**Task directions:** Please reproduce the passage of the kidney health text between "Be Careful with" and "of kidney-related complications.", inclusive, without changing a word.

**Source text:**
------------------------------------------------------------------------
Protein: How Much Is Too Much

Protein generates waste products that kidneys must filter, so the amount you eat matters. The recommended intake for healthy adults is about 0.8 grams per kilogram of body weight per day. For a 160-pound person, that’s roughly 58 grams. The average American consumes about 1.3 g/kg/day, well above that recommendation. Diets consistently above 1.2 g/kg/day are considered high protein and can alter kidney function over time, particularly if other risk factors are present. You don’t need to avoid protein, but if you’re eating multiple protein shakes on top of meat-heavy meals every day, it’s worth recalibrating.

Quit Smoking

Smoking damages kidneys through several routes at once. Nicotine triggers the release of stress hormones that raise blood pressure and heart rate. It also damages the lining of blood vessels, causing them to stiffen and narrow. The result is reduced blood flow, oxygen, and nutrients reaching the kidneys, which limits their ability to filter waste over time.

The good news is that recovery begins quickly. Within a few weeks of quitting, circulation improves and blood flow to organs increases. Blood pressure often starts dropping as well, reducing stress on both the heart and kidneys. Within months, lung function begins recovering, and the compounding vascular damage slows significantly.

Be Careful with Painkillers

Over-the-counter anti-inflammatory painkillers like ibuprofen and naproxen are among the most widely used drugs in the world, and most people don’t realize they can harm the kidneys. These drugs work by reducing inflammation, but they also reduce blood flow to the kidneys as a side effect. At doses of ibuprofen above 1,200 mg per day, the risk of acute kidney injury rises measurably. Daily use for more than a year increases the risk of chronic kidney disease in a dose-dependent way, meaning more pills equals more risk. Even using them regularly for more than 14 days is associated with a higher risk of kidney-related complications.

This doesn’t mean you can never take ibuprofen for a headache. Occasional use at normal doses is generally fine for people with healthy kidneys. The concern is habitual, high-dose, or long-term use, especially in older adults or people with existing health conditions. Acetaminophen (Tylenol) is easier on the kidneys for routine pain relief, though it carries its own risks for the liver at high doses.
------------------------------------------------------------------------
**Material provided:**
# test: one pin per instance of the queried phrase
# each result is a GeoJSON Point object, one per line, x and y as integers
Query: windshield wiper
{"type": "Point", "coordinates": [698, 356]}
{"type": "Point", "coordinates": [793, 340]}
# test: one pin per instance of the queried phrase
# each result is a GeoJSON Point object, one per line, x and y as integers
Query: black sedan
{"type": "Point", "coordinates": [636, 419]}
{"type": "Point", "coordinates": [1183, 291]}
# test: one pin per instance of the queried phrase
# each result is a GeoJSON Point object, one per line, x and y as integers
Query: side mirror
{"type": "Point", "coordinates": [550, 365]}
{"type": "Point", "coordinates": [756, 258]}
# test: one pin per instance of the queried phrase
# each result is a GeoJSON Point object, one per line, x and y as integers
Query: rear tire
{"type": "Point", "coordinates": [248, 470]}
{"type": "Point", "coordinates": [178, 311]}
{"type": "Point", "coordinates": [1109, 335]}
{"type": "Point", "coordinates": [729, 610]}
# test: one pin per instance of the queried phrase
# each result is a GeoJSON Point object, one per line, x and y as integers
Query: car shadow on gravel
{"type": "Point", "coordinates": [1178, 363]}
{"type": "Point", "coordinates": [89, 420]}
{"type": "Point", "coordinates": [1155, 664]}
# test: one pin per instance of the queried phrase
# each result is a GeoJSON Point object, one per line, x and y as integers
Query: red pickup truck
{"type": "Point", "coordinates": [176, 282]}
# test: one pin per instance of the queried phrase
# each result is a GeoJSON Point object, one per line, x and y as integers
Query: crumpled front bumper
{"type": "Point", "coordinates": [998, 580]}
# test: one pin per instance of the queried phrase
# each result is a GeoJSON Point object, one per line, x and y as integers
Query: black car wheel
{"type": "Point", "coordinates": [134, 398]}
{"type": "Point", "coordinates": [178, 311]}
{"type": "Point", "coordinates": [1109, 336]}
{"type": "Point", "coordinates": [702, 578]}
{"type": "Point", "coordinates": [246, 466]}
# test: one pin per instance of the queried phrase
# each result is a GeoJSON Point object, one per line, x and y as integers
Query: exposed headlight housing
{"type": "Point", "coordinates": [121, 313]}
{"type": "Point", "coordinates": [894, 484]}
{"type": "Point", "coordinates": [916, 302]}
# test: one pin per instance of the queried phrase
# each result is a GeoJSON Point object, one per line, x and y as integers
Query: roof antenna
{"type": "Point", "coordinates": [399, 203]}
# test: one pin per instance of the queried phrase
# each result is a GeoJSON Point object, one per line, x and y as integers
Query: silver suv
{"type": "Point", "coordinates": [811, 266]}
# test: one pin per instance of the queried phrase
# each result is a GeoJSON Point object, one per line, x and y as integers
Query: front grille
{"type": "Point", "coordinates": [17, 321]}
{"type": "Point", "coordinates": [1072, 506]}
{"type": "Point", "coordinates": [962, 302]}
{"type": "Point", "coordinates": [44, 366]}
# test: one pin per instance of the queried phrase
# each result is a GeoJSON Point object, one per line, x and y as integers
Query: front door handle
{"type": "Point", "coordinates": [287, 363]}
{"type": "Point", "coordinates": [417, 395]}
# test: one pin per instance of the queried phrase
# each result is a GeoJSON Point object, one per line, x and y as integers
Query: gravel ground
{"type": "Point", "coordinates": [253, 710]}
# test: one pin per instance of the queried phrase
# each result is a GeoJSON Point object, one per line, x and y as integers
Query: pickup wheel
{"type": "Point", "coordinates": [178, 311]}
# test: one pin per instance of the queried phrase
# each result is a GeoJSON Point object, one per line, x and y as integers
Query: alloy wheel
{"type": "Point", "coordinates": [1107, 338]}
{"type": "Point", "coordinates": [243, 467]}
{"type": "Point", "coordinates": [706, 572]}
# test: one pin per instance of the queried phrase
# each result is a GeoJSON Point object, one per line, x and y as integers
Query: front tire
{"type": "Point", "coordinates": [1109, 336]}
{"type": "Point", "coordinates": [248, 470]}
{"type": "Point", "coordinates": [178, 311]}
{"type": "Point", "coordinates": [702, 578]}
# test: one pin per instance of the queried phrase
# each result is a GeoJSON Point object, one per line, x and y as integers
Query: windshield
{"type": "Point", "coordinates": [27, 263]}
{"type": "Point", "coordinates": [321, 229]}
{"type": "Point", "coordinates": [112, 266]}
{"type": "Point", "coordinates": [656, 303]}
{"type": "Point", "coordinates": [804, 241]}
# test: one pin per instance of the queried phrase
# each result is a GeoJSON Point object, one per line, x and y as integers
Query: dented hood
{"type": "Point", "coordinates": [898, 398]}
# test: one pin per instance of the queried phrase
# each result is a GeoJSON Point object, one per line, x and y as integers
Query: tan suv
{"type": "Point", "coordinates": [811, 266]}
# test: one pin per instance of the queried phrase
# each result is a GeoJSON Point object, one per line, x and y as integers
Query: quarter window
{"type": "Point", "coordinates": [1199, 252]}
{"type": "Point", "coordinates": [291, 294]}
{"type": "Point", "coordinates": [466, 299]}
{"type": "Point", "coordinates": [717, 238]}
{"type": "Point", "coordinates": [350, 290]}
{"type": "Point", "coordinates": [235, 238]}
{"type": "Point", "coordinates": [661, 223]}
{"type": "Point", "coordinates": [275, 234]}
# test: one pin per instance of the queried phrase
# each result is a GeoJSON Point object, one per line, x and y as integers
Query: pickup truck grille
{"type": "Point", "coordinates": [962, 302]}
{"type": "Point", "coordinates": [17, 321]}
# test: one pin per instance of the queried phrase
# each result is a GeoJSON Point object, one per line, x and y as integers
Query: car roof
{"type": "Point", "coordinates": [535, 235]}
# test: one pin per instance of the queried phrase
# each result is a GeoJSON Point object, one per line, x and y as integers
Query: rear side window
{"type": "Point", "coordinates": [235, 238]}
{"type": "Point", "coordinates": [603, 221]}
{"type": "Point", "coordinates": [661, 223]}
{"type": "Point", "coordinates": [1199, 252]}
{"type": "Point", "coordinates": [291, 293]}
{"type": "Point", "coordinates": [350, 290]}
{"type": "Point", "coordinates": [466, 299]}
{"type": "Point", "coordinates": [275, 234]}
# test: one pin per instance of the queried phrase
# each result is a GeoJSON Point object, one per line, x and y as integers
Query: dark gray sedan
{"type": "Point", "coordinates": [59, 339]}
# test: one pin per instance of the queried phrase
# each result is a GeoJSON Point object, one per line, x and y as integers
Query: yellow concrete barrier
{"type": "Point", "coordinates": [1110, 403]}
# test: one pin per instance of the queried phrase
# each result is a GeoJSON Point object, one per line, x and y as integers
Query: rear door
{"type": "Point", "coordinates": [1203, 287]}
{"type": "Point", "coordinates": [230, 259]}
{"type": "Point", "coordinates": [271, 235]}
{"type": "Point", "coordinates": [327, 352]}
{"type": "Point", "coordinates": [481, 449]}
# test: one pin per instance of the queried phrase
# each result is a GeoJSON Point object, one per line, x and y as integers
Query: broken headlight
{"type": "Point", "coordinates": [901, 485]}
------------------------------------------------------------------------
**Solved problem:**
Be Careful with Painkillers

Over-the-counter anti-inflammatory painkillers like ibuprofen and naproxen are among the most widely used drugs in the world, and most people don’t realize they can harm the kidneys. These drugs work by reducing inflammation, but they also reduce blood flow to the kidneys as a side effect. At doses of ibuprofen above 1,200 mg per day, the risk of acute kidney injury rises measurably. Daily use for more than a year increases the risk of chronic kidney disease in a dose-dependent way, meaning more pills equals more risk. Even using them regularly for more than 14 days is associated with a higher risk of kidney-related complications.